指示 A
下のエントリのうち、語「person」を含む行をすべて示してもらえますか?大文字と小文字の違いも区別してください。

出典
------------------------------
おじさんの映画三昧

旧作を含めほぼ毎日映画を見ております。
それらの映画評(ほとんど感想文ですが)を掲載していきます。

スパイの妻

2022-09-27 07:05:00 | 映画
「スパイの妻」 2020年 日本


監督 黒沢清
出演 蒼井優 高橋一生 坂東龍汰 恒松祐里
   みのすけ 玄理 東出昌大 笹野高史

ストーリー
1940年。神戸生糸検査所にやってきた憲兵たちが、イギリス人のドラモンドを軍機保護法違反容疑で逮捕する。
その日、津森泰治(東出昌大)は軍服を着て、幼なじみの聡子(蒼井優)の夫、福原優作(高橋一生)を彼の経営する福原物産のオフィスを訪れたが、それは神戸憲兵分隊に分隊長として赴任した挨拶のためだけでなく、ドラモンドの友人である優作に注意を促すためでもあった。
------------------------------
エントリ一覧
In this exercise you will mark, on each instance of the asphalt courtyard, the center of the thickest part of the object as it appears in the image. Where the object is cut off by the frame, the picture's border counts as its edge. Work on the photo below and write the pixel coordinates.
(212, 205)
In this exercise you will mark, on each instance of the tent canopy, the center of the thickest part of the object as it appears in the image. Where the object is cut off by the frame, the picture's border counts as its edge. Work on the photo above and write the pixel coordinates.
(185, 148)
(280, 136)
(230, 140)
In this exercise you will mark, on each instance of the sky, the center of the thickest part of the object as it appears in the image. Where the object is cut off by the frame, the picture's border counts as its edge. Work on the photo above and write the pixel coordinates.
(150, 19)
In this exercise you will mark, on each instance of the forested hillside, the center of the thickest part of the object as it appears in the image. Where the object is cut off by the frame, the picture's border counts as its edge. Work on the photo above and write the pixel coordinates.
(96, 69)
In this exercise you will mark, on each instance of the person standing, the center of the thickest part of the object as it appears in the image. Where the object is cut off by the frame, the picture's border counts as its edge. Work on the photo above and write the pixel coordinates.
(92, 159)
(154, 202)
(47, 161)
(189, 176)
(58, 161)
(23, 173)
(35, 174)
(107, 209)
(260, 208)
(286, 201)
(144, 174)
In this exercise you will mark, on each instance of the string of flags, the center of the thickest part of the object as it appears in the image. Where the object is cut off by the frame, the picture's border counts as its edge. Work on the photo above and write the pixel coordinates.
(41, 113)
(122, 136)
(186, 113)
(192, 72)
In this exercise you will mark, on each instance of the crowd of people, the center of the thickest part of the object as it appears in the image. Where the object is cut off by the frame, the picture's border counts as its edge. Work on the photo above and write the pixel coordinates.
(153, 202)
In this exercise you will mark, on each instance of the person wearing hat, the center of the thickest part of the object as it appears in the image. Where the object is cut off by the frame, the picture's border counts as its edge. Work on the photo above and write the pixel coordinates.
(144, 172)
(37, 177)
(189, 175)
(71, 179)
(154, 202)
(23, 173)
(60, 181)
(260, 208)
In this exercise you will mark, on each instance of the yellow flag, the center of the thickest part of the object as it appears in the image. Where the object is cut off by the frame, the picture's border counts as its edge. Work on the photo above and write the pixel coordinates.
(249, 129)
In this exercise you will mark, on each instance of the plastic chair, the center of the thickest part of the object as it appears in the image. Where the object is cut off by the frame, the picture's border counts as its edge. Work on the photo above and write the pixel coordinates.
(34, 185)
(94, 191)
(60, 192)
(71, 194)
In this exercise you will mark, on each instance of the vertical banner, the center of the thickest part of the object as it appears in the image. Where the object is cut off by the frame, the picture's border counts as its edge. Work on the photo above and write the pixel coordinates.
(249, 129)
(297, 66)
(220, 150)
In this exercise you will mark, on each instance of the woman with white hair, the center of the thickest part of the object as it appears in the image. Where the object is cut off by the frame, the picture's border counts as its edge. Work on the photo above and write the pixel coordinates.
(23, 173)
------------------------------
指示 B
上にある映画「スパイの妻」の紹介文を、最後の文の後から続けて書いてもらえますか?

回答 A
In this exercise you will mark, on each instance of the person standing, the center of the thickest part of the object as it appears in the image. Where the object is cut off by the frame, the picture's border counts as its edge. Work on the photo above and write the pixel coordinates.
In this exercise you will mark, on each instance of the person wearing hat, the center of the thickest part of the object as it appears in the image. Where the object is cut off by the frame, the picture's border counts as its edge. Work on the photo above and write the pixel coordinates.

回答 B
横浜から神戸に引っ越し、今は洋館に妻と暮らす優作。
妻に仮面の女スパイの役をさせたアマチュア映画を甥で福原物産に勤める竹下文雄(坂東龍汰)と作って楽しみながらも、優作はドラモンド釈放のために手を尽くし、ドラモンドは福原家に挨拶に来てから上海へと去った。
優作は聡子の心配をよそに、文雄をともなって満州へ出張する。
夫の留守中、聡子は女中の駒子(恒松祐里)を連れて山に自然薯を掘りに行った時に偶然、天然の氷を取りにきた泰治と会う。
福原邸に通された泰治は、聡子も女中も執事も洋装、ウィスキーも舶来ものという福原家の暮らしぶりに、世間の目が厳しくなると心配する。
予定より二週間遅れて優作と文雄が帰国する。
港に出迎えた聡子は再会を喜ぶが、二人が一人の女を日本に連れてきたことに気づかなかった。
その年の忘年会で社員たちに優作が聡子や文雄と作った映画が披露される。
その後、文雄は社員たちを前に退社することを告げる。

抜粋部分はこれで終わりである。